#### WHAT TO PRODUCE
Reproduce the entries exactly as they appear below.
== RECORDED INFORMATION
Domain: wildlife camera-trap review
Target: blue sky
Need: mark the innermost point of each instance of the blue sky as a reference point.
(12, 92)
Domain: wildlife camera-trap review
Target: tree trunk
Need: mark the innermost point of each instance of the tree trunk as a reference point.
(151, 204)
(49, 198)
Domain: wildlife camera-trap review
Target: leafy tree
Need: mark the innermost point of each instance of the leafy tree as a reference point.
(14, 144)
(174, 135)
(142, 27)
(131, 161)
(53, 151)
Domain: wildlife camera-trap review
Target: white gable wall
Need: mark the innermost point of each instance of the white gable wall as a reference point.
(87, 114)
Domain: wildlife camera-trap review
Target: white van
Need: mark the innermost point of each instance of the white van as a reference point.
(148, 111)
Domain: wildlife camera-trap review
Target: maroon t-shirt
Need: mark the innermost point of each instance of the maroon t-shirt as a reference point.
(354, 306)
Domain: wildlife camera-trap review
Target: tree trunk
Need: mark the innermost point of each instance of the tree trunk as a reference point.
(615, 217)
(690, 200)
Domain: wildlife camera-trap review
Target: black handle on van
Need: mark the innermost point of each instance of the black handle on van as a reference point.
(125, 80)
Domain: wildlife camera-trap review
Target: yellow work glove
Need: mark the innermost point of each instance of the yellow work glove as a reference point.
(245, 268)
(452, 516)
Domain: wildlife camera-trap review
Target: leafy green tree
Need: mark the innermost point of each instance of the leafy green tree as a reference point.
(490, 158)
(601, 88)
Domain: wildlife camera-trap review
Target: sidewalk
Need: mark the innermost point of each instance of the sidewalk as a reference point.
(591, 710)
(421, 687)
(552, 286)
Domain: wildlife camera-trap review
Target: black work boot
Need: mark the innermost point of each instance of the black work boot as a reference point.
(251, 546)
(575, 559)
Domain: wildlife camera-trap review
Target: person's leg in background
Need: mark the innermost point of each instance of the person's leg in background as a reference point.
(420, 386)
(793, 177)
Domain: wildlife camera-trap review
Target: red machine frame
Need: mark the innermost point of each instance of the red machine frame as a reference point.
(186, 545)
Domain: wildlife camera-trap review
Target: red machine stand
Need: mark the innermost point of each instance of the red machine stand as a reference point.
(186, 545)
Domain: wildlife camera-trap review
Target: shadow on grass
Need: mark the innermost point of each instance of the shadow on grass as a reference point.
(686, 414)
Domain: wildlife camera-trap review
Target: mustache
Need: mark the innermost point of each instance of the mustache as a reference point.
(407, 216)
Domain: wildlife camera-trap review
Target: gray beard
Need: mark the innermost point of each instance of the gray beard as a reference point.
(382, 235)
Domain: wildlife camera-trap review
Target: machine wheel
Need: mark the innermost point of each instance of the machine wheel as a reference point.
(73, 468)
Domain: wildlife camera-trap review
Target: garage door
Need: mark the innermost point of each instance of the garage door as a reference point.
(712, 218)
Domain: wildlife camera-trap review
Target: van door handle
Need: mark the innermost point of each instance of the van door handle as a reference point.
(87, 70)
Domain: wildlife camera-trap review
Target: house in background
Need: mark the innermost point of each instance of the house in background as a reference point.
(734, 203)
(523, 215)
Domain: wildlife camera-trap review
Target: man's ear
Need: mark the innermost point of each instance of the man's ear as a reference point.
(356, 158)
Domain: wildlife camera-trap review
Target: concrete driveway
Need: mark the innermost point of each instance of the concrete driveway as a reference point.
====
#### FINISHED EXERCISE
Domain: wildlife camera-trap review
Target: blue sky
Need: mark the innermost point of each instance of the blue sky as a reference point.
(12, 92)
Domain: wildlife camera-trap review
Target: tree trunk
Need: mark the innermost point of each instance of the tree trunk as a reference point.
(151, 204)
(49, 198)
Domain: wildlife camera-trap review
Target: leafy tree
Need: mark the innermost point of each instance of the leafy tree as a reference point.
(14, 144)
(174, 135)
(142, 27)
(131, 161)
(53, 151)
Domain: wildlife camera-trap review
Target: white gable wall
Need: mark the innermost point of each instance of the white gable wall as a reference point.
(87, 114)
Domain: wildlife camera-trap review
Target: white van
Need: mark the innermost point of each instance of the white van as a reference point.
(148, 111)
Domain: wildlife camera-trap review
Target: maroon t-shirt
Need: mark the innermost point of each instance of the maroon t-shirt as a reference point.
(354, 306)
Domain: wildlife camera-trap review
Target: tree trunk
Need: mark the innermost point of each instance of the tree trunk as a reference point.
(615, 217)
(690, 200)
Domain: wildlife camera-trap review
Target: black handle on van
Need: mark the innermost point of each instance of the black handle on van as a reference point.
(125, 80)
Domain: wildlife camera-trap review
Target: yellow work glove
Need: mark the innermost point of each instance of the yellow work glove as a reference point.
(245, 268)
(452, 516)
Domain: wildlife camera-trap review
Target: leafy green tree
Need: mark the innermost point of each instance of the leafy green tree as a reference point.
(490, 158)
(601, 88)
Domain: wildlife camera-trap review
Target: sidewalk
Need: mark the innermost point of each instance of the sidewalk as a reference point.
(591, 710)
(421, 687)
(552, 286)
Domain: wildlife camera-trap review
Target: black work boot
Need: mark the innermost point of each instance of the black work boot as a reference point.
(251, 546)
(575, 559)
Domain: wildlife camera-trap review
Target: person's leg in background
Need: mark the innermost point of each instance of the person's leg in background as a reference point.
(420, 386)
(793, 177)
Domain: wildlife camera-trap review
Target: red machine frame
Need: mark the innermost point of each instance of the red machine frame as a reference point.
(186, 545)
Domain: wildlife camera-trap review
Target: red machine stand
Need: mark the innermost point of each instance of the red machine stand as a reference point.
(186, 545)
Domain: wildlife camera-trap review
Target: shadow on grass
Need: mark the innermost point of each instance of the shadow on grass as a reference point.
(686, 414)
Domain: wildlife camera-trap review
Target: mustache
Need: mark the innermost point of each instance of the mustache as a reference point.
(407, 216)
Domain: wildlife camera-trap review
Target: gray beard
Need: mark the innermost point of each instance of the gray beard as a reference point.
(382, 235)
Domain: wildlife camera-trap review
Target: machine wheel
Need: mark the innermost point of each instance of the machine wheel as a reference point.
(73, 468)
Domain: wildlife camera-trap review
Target: garage door
Need: mark the innermost point of each instance of the garage door as a reference point.
(712, 218)
Domain: wildlife camera-trap review
Target: van door handle
Need: mark the innermost point of each instance of the van door handle as a reference point.
(87, 70)
Domain: wildlife camera-trap review
Target: house in background
Need: mark the innermost point of each instance of the house in background as a reference point.
(734, 203)
(523, 215)
Domain: wildlife camera-trap review
Target: man's ear
Need: mark the innermost point of each instance of the man's ear as a reference point.
(356, 158)
Domain: wildlife camera-trap review
Target: concrete driveway
Need: mark the innermost point of each instance of the concrete driveway as a reference point.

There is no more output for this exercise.